EXERCISES TO COMPLETE:
1. Answer these from the West Virginia reopening article, one line each:
(a) On what date were non-essential businesses in the state closed?
(b) How many confirmed cases did the evening update report?
(c) On what date do the latest projections say the state could begin to relax social distancing?
2. Translate this sentence from the West Virginia reopening article into Spanish: "Justice said he isn’t taking into consideration those projections as he plans a reopening of the state."
3. Copy the West Virginia reopening article word for word between "On Monday, West" and "had been confirmed.", inclusive.

STUDY TEXT:
- - -
West Virginia Begins First Steps Of Reopening By Resuming Elective Medical Procedures

Apr 20, 2020

On Monday, West Virginia Gov. Jim Justice issued an executive order allowing hospitals to resume elective procedures that are currently halted as a result of the coronavirus pandemic. The order calls on hospitals to be reviewed by state officials before these procedures could resume. 

The announcement is the first step Justice has made to reopening the state’s economy since non-essential businesses were closed on March 24 and a stay-at-home order was issued the following day.

At the daily virtual news conference, Justice made note of recent deaths attributed to COVID-19, which then stood at a total of 24. By the time the West Virginia Department of Health and Human Resources’ issued its evening update, the death toll had hit 26 and 908 cases of the disease had been confirmed.

The latest projections from the University of Washington’s Institute for Health Metrics and Evaluation indicate West Virginia could begin to relax social distancing practices on May 4. But Justice said reopening some aspects of life are needed sooner rather than later. 

“If we continue down this path for very much longer, there is a real, real possibility that the engine won't start back,” Justice said. “Or, the engine won't start back in a way that will assure us to not drift into not a recession — but the possibilities of a depression.”

Justice said he isn’t taking into consideration those projections as he plans a reopening of the state.
- - -
EXTRACTED DATA:
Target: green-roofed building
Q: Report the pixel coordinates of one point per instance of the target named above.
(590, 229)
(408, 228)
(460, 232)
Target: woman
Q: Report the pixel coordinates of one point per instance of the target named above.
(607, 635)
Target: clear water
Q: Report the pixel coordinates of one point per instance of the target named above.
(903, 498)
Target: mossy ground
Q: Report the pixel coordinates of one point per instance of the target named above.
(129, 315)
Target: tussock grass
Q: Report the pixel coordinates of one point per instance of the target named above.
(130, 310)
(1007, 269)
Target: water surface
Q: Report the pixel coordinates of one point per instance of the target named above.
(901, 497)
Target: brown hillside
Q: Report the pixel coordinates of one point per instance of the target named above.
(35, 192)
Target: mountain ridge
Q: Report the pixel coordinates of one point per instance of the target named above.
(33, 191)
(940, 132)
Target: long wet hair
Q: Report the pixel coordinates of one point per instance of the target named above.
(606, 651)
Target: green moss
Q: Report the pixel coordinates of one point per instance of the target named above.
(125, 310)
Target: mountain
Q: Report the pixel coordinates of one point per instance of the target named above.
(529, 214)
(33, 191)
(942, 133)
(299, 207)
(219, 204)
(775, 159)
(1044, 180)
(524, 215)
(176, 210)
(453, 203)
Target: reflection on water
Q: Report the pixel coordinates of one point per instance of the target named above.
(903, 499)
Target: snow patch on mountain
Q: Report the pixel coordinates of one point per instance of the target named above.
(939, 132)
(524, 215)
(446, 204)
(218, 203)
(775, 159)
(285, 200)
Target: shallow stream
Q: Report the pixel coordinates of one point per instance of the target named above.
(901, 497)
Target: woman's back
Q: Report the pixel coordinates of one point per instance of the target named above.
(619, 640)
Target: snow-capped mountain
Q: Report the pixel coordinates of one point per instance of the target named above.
- - -
TASK-BY-TASK RESULTS:
1.
(a) March 24
(b) 908
(c) May 4

2. Justice dijo que no está tomando en cuenta esas proyecciones mientras planea la reapertura del estado.

3.
On Monday, West Virginia Gov. Jim Justice issued an executive order allowing hospitals to resume elective procedures that are currently halted as a result of the coronavirus pandemic. The order calls on hospitals to be reviewed by state officials before these procedures could resume. 

The announcement is the first step Justice has made to reopening the state’s economy since non-essential businesses were closed on March 24 and a stay-at-home order was issued the following day.

At the daily virtual news conference, Justice made note of recent deaths attributed to COVID-19, which then stood at a total of 24. By the time the West Virginia Department of Health and Human Resources’ issued its evening update, the death toll had hit 26 and 908 cases of the disease had been confirmed.